── PAGE EXTRACT ──

Next, we have Boyd Crowder, who aside from Raylan is the most flushed out character in the series and serves as a foil for him on most occasions. Boyd has been hired to steal ten million dollars from a local weed crime boss who keeps it all in a vault below his pizza parlor. Boyd, for some God-forsaken reason, is still in love with Ava and doesn’t know she’s now an informant, though he clearly has a notion that she’s being secretive about something. Boyd Crowder is ruthless, pragmatic, and intelligent, and that is why he has managed to murder people left and right, sell drugs, and steal huge amounts of cash and get away with it. However, when it comes to Ava, Boyd is, for lack of a better term, a baby back bitch. He constantly waxes on and on about his “lady” and how they’re gonna run away together with the money and how much he luuuuuuuuuuuuvs her. Naturally, because he isn’t a complete moron, he finds out Ava is an informant. And what does he do? Nothing. I’m not kidding. Absolutely nothing. He doesn’t hit her, he doesn’t shoot her, he doesn’t do anything but reaffirm his luuuuuuurve for her, despite the fact that every single criminal who has turned on Boyd Crowder in the past—including his own cousin, Johnny, whom Boyd shot in the head in cold blood—is summarily executed. The season has been building up to what might happen if Boyd found out Ava turned on him, and it’s nothing but a gigantic anticlimax. Are you starting to see why I had to take a week off to calm down?
Speaking of anti-climaxes, Boyd and Raylan have been building up to a final confrontation literally since the pilot episode. They grew up together, but ended up taking separate paths: one to law enforcement, the other to a life of crime. They have a yin-and-yang sort of relationship going, and that was one of the show’s strongest points. So after six seasons of buildup, how do things end between them?
Boyd gives up.
Yep.
The character notorious for being all-or-nothing and being one of the fastest guns in Harlan county won’t pull on Raylan and just lets the authorities take him to jail.
Wow. Just…wow.
Wave goodbye to six whole seasons of tension. Wave! Bye bye, excellently foreshadowed final showdown! Nice knowing you!

───

### REQUIREMENTS
(A) Extract the passage of the Boyd Crowder commentary from "Speaking of anti-climaxes, Boyd" up to and including "him to jail.".
(B) Render this sentence from the Boyd Crowder commentary in Spanish: "They grew up together, but ended up taking separate paths: one to law enforcement, the other to a life of crime."

── INFORMATION PROVIDED ──

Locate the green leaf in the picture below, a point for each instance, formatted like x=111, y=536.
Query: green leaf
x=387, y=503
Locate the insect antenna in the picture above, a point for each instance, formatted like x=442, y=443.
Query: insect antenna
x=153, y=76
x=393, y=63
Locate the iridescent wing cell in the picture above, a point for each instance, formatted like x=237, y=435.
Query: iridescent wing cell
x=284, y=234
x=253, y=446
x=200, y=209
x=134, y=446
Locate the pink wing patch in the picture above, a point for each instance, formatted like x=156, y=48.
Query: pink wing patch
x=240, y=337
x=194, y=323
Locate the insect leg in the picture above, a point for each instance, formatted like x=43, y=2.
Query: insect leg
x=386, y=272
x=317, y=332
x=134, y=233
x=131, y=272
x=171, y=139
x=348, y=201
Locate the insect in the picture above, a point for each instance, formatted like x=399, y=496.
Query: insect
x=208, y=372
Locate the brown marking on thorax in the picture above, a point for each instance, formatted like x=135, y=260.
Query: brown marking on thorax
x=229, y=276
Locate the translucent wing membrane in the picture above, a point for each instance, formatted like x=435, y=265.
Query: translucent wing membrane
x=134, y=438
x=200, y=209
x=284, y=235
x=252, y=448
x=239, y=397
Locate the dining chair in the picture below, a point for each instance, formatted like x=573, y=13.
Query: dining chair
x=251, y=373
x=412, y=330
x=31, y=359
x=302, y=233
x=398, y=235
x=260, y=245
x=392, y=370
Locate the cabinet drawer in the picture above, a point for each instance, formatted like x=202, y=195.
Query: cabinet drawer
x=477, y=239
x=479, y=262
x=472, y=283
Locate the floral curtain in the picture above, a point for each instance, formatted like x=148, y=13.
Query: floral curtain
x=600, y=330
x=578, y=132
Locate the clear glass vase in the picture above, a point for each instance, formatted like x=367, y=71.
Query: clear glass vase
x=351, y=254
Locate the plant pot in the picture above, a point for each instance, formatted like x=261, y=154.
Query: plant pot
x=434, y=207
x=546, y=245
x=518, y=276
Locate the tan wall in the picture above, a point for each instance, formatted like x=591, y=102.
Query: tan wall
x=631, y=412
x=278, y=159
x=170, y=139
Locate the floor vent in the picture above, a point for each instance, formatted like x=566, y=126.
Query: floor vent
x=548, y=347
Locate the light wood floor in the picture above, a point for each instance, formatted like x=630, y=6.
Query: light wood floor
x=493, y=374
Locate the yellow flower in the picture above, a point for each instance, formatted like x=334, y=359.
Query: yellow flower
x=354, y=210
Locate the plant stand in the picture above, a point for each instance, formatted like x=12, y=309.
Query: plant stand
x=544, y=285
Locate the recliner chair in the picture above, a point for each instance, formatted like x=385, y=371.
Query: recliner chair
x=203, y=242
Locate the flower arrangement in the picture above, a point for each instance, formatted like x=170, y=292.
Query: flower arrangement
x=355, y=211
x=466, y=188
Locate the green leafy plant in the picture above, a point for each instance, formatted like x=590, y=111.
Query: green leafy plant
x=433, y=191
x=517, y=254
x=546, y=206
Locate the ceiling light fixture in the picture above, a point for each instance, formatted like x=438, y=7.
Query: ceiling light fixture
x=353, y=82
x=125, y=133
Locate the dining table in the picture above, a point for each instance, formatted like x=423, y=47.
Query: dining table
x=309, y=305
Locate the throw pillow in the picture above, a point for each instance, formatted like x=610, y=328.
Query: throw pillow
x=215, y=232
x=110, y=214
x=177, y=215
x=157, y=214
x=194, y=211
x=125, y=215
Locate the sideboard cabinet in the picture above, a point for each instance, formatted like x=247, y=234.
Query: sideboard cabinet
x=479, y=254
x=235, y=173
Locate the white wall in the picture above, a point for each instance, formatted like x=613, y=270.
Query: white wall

───
── INFORMATION PROVIDED ──

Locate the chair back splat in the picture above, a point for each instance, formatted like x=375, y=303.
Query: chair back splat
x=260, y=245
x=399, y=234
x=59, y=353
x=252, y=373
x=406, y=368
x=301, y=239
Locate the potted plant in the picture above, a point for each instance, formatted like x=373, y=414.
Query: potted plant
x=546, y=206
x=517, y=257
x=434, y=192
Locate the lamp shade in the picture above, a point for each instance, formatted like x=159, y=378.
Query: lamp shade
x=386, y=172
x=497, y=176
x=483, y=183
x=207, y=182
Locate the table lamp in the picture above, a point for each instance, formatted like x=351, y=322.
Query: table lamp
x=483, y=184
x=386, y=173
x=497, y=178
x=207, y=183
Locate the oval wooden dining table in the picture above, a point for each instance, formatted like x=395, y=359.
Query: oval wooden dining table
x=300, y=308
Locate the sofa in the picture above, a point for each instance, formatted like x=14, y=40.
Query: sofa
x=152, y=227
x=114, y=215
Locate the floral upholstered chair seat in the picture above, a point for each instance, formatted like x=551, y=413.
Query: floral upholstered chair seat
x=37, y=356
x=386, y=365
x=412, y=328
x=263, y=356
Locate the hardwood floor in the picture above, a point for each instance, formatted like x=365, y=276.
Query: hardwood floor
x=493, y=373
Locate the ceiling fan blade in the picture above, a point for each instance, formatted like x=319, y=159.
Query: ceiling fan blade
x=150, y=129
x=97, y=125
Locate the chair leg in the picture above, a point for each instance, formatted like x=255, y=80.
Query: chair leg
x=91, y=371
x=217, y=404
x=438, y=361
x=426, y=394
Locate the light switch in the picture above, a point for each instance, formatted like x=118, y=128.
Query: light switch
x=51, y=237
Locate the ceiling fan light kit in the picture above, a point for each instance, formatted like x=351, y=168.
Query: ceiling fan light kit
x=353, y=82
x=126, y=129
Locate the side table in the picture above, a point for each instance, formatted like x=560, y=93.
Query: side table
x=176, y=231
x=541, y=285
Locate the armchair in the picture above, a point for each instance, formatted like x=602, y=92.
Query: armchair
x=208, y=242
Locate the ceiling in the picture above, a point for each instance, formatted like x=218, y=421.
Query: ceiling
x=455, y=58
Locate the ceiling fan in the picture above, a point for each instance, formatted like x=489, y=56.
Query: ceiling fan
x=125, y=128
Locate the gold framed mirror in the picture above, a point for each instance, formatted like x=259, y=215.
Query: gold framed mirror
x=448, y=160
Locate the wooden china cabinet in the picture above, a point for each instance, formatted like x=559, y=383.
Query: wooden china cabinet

───
── INFORMATION PROVIDED ──

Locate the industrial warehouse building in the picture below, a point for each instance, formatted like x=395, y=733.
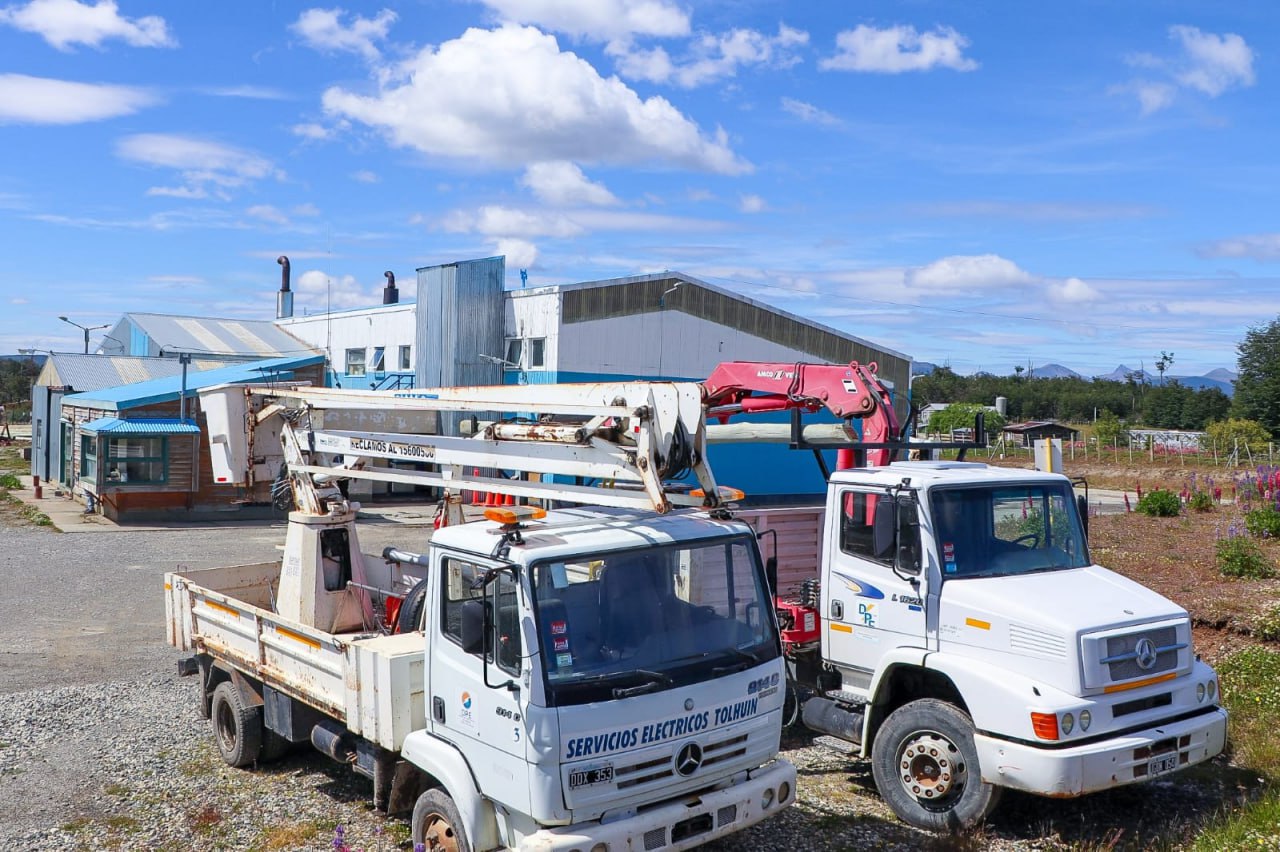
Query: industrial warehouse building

───

### SOLUTIONS FOR EACH TASK
(A)
Speaking of anti-climaxes, Boyd and Raylan have been building up to a final confrontation literally since the pilot episode. They grew up together, but ended up taking separate paths: one to law enforcement, the other to a life of crime. They have a yin-and-yang sort of relationship going, and that was one of the show’s strongest points. So after six seasons of buildup, how do things end between them?
Boyd gives up.
Yep.
The character notorious for being all-or-nothing and being one of the fastest guns in Harlan county won’t pull on Raylan and just lets the authorities take him to jail.

(B) Crecieron juntos, pero acabaron tomando caminos distintos: uno hacia la aplicación de la ley, el otro hacia una vida de crimen.